* [Istruzioni di lavoro]:
1 – Scrivi i nomi e cognomi di tutte le persone citate nel testo sul neuromarketing.
2 – Riprendi il testo sul neuromarketing e vai avanti a scriverlo dopo la sua ultima frase.

* [Testo della pagina]:
= = = =
Sono stati monitorati tutti quei riflessi, anche irrazionali, a cui un
consumatore è soggetto in un punto vendita: gli acquisti d’impulso ormai
rappresentano tra il 70 e l’80 per cento della spesa. Il team ha
scoperto che si vende molto più facilmente quando
appare la figura del produttore, sia se è raffigurato sulla confezione e
tanto più se è presente fisicamente nel punto vendita.
IL POTERE DELLE EMOZIONI Il prodotto presentato dall’agricoltore ha
riscontrato tassi di interazione neuronale quattro volte più alti che
per gli altri prodotti. «L’incontro con l’agricoltore - sottolinea
Roberto Della Casa, managing director di Agroter
e docente di marketing all’Università di Bologna - ha favorito la
memorizzazione, l’attenzione, la piacevolezza e il cosiddetto workload,
cioè il carico di lavoro mentale, durante il processo di acquisto del
prodotto. Le tecniche di brainmarketing possono
essere molto utili per presentare prodotti o packaging a misura di
consumatore. E con l’avanzare delle tecnologie, i budget necessari sono
affrontabili non solo dalle multinazionali». La squadra de «La
Sapienza», chiamata Brainsigns, si era già occupata della
trasformazione di Telecom in Tim: «In quel caso – spiega il professor
Fabio Babiloni, docente di neuroscienze e neuromarketing e direttore
scientifico di Brainsigns - abbiamo impiegato in maniera estensiva le
tecniche di neuromarketing per misurare l’impatto
emozionale di diverse versioni del logo di Tim. Per il logo sono stati
scelti forma e colori risultati “emozionalmente più piacevoli” a un
campione rappresentativo di utenti». Analoghe tecniche sono state
impiegate nelle ultime campagne pubblicitarie Alfa
Romeo. Nel settore del vino il brainmarketing funziona da tempo. Al
recente Wine2wine svoltosi alla Fiera di Verona, una lunga serie di
ricerche è stata citata da Vincenzo Russo, direttore del centro di
ricerca Behavior and Brain Lap dello Iulm. Nel 2008 la
professoressa Hilke Plassmann, docente di neuroscienze alla Ecole
Normale Superieure di Parigi, sottopose tre assaggi di vino a un gruppo
di degustatori dicendo che erano prodotti rispettivamente da 5, 45 e 90
dollari.
= = = =
* [Materiale estratto]:
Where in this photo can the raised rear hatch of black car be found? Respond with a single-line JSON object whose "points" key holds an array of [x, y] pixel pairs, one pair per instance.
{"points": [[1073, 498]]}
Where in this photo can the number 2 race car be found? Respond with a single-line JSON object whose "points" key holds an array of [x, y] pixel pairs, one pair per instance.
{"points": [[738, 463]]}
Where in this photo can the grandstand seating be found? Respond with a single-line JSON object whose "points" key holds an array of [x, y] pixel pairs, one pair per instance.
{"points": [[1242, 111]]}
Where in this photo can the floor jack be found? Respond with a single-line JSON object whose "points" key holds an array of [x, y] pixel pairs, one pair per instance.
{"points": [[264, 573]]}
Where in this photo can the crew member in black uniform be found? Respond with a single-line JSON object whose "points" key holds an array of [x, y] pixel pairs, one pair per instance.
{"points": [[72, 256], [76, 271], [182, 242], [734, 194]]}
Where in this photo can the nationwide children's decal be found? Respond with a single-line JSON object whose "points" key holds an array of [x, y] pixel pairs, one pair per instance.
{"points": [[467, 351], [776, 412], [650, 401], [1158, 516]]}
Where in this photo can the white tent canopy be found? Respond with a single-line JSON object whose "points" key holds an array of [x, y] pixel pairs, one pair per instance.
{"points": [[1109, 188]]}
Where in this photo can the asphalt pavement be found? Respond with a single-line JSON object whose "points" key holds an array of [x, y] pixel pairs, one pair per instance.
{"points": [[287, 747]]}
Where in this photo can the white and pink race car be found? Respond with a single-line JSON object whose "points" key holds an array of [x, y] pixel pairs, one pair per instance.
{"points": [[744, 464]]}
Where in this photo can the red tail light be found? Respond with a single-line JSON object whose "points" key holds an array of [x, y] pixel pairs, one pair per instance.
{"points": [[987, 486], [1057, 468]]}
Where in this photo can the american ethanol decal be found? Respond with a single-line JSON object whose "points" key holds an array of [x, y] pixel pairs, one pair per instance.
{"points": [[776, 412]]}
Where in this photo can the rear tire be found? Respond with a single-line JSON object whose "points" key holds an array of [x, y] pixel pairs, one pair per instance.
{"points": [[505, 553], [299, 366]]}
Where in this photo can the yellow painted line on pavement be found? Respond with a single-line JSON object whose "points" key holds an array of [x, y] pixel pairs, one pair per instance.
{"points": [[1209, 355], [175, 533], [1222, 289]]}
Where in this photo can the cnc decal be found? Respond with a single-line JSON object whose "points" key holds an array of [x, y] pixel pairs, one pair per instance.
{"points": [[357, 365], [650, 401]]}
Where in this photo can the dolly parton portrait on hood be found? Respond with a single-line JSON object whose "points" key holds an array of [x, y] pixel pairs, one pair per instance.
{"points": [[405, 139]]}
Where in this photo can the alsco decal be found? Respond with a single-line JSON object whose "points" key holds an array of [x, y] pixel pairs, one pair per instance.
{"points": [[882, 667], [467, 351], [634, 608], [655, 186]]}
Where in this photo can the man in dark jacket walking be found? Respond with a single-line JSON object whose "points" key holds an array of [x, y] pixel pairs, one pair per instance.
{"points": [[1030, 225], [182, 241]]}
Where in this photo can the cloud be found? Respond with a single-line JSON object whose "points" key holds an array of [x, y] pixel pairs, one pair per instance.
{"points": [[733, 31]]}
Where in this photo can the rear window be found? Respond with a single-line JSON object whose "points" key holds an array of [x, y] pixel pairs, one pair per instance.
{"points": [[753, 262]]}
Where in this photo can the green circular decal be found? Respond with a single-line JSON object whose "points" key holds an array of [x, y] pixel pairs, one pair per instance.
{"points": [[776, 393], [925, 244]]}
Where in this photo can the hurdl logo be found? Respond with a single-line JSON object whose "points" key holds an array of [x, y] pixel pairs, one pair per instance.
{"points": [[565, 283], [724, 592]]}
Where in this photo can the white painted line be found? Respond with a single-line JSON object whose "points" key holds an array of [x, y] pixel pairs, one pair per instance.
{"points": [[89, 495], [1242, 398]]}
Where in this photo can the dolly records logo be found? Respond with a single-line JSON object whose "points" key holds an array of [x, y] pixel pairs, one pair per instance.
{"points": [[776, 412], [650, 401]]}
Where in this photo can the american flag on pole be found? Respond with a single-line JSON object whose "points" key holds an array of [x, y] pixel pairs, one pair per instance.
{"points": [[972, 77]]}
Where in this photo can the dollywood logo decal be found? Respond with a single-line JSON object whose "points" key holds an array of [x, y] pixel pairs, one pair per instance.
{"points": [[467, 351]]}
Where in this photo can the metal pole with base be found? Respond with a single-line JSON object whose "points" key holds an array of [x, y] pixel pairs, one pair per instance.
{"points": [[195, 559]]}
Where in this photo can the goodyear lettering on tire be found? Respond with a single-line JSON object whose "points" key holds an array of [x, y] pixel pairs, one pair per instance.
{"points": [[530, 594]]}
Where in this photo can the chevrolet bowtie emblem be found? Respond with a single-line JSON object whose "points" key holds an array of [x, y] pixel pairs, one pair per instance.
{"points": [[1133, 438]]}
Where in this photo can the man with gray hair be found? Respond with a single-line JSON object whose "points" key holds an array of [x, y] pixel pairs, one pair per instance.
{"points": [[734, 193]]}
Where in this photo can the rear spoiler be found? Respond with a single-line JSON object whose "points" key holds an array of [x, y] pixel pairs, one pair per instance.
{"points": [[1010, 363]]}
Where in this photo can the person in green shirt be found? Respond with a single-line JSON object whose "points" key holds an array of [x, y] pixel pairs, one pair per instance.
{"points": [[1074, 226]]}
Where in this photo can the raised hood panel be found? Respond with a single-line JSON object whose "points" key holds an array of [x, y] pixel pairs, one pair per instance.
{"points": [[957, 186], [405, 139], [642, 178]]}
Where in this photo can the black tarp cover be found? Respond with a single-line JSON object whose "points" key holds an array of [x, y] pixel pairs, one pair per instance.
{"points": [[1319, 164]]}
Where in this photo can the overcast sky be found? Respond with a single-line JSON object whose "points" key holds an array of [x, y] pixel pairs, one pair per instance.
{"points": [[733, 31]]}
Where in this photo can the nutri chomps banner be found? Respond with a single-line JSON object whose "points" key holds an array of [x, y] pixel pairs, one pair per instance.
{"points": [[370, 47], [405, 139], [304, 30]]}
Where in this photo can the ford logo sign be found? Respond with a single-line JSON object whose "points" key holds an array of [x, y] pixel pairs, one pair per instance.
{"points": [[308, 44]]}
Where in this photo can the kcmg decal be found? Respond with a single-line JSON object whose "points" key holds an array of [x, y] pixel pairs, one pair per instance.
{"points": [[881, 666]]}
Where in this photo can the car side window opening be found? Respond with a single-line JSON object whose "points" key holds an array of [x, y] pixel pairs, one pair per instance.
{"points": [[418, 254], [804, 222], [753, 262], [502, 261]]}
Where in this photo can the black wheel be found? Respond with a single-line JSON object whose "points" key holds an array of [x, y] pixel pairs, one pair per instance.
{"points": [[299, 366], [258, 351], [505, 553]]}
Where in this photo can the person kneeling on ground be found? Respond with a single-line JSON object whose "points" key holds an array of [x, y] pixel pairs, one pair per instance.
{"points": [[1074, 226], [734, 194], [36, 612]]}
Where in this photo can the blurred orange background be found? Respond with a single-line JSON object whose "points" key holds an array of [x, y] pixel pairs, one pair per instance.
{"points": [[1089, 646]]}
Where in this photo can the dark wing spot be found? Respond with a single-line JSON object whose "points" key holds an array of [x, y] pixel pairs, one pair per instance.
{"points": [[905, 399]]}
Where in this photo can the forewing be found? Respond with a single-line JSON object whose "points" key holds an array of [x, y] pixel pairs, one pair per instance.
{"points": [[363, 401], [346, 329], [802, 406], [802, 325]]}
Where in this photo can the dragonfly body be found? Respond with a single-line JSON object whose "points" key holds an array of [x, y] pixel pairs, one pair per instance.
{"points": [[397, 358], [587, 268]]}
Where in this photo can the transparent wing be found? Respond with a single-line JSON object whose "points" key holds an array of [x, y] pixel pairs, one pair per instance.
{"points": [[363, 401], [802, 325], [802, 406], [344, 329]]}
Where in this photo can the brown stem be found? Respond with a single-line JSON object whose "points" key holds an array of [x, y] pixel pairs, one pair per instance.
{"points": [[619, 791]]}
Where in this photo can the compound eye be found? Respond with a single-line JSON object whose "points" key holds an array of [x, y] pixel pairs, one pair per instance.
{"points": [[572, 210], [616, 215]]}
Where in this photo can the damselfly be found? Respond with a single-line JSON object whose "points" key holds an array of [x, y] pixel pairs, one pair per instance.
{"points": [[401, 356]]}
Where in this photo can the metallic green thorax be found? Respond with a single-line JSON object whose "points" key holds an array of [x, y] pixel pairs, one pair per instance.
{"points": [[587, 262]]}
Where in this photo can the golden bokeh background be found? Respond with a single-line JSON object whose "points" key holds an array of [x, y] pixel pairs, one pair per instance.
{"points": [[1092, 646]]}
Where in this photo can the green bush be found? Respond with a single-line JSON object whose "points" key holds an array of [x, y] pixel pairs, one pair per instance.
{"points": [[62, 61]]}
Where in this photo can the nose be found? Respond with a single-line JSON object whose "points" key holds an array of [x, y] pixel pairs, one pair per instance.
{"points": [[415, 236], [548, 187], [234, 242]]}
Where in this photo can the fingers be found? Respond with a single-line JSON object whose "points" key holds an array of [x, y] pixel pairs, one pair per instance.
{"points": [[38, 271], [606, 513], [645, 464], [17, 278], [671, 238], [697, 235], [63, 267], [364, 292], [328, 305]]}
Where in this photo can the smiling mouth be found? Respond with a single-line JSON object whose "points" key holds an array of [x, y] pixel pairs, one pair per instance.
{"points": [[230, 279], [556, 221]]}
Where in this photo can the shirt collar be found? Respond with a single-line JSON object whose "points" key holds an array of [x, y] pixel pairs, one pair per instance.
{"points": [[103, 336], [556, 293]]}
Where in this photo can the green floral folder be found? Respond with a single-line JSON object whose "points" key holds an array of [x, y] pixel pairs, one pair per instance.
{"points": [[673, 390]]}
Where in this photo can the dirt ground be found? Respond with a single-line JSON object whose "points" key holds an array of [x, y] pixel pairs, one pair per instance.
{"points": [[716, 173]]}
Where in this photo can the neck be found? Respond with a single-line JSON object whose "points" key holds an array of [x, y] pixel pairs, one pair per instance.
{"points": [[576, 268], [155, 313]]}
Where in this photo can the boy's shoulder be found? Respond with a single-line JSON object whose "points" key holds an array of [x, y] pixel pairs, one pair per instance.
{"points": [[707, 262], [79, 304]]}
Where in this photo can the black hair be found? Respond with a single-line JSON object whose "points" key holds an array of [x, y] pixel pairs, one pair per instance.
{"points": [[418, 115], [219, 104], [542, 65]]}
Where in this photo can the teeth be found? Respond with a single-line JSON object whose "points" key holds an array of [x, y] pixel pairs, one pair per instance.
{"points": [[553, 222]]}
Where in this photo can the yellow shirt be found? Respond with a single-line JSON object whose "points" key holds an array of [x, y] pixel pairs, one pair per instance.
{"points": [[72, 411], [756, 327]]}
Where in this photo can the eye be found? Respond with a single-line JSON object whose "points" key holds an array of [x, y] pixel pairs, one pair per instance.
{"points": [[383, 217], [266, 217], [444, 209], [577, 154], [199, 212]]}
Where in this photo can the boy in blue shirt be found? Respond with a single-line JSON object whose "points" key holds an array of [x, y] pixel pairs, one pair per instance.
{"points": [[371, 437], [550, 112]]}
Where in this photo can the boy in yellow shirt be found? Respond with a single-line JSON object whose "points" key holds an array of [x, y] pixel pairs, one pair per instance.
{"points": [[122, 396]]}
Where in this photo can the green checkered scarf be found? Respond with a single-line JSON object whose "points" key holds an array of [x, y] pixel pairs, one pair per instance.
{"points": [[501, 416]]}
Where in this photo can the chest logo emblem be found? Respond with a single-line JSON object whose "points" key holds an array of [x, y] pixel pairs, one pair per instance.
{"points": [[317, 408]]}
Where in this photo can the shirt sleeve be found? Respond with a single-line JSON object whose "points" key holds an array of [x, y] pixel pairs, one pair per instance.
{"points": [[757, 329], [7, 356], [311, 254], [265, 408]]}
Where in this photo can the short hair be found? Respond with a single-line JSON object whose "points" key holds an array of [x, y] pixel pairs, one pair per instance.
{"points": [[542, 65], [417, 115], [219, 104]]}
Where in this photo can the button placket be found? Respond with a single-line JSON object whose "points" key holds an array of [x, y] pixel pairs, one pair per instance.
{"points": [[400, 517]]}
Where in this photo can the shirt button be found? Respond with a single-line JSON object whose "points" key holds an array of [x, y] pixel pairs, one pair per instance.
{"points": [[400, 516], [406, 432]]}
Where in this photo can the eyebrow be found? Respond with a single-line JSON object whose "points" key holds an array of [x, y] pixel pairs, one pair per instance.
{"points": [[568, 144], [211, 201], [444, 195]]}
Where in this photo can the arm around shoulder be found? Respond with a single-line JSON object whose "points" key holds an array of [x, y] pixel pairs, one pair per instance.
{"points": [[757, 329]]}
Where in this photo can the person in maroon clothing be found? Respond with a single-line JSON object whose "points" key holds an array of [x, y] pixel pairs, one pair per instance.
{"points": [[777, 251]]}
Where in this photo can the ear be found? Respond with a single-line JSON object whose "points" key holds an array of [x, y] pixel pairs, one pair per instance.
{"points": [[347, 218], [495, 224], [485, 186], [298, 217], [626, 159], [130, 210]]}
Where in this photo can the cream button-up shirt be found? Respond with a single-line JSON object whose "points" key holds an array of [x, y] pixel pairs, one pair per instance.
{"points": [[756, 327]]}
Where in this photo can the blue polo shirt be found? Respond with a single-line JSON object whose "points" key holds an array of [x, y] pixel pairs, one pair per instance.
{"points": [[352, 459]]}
= = = =
* [Risposte ai compiti]:
1 –
- Roberto Della Casa
- Fabio Babiloni
- Vincenzo Russo
- Hilke Plassmann

2 –
I POSTER ELETTORALI CI GUARDANO In realtà la bottiglia era sempre la
stessa, ma le reazioni cerebrali inconsce erano diverse: a parità di
stimolazione sensoriale le persone provavano un’emozione maggiore con il
vino più caro. «Il mondo del vino è emozione
– ha spiegato il professor Russo – e la maggior parte dei consumatori
non sceglie per conoscenze e competenze, ma per forma della bottiglia,
etichetta, prezzo, presentazione. Il consumatore non è una macchina
pensante che si emoziona, ma una macchina emotiva
che pensa». Lo stesso principio vale in politica. Nel 2012 per la
campagna presidenziale in Messico il candidato Enrique Peña Nieto
utilizzò grandi database con monitoraggio di espressioni facciali,
frequenze cardiache, alterazioni epidermiche e onde cerebrali
dei suoi connazionali. I cartelloni pubblicitari elettronici non
facevano soltanto propaganda elettorale, ma fotografavano, analizzavano e
studiavano le facce di chi si fermava a osservare. Secondo un’inchiesta
del New York Times le tecniche della neuropolitica
sono state impiegate in Spagna, Russia, Turchia, Argentina, Brasile,
Colombia, Polonia. Qui la premier Ewa Kopacz alle ultime elezioni si è
fatta aiutare da una società di brainmarketing. Ma ha perso. Per i
neuromiracoli è ancora troppo presto.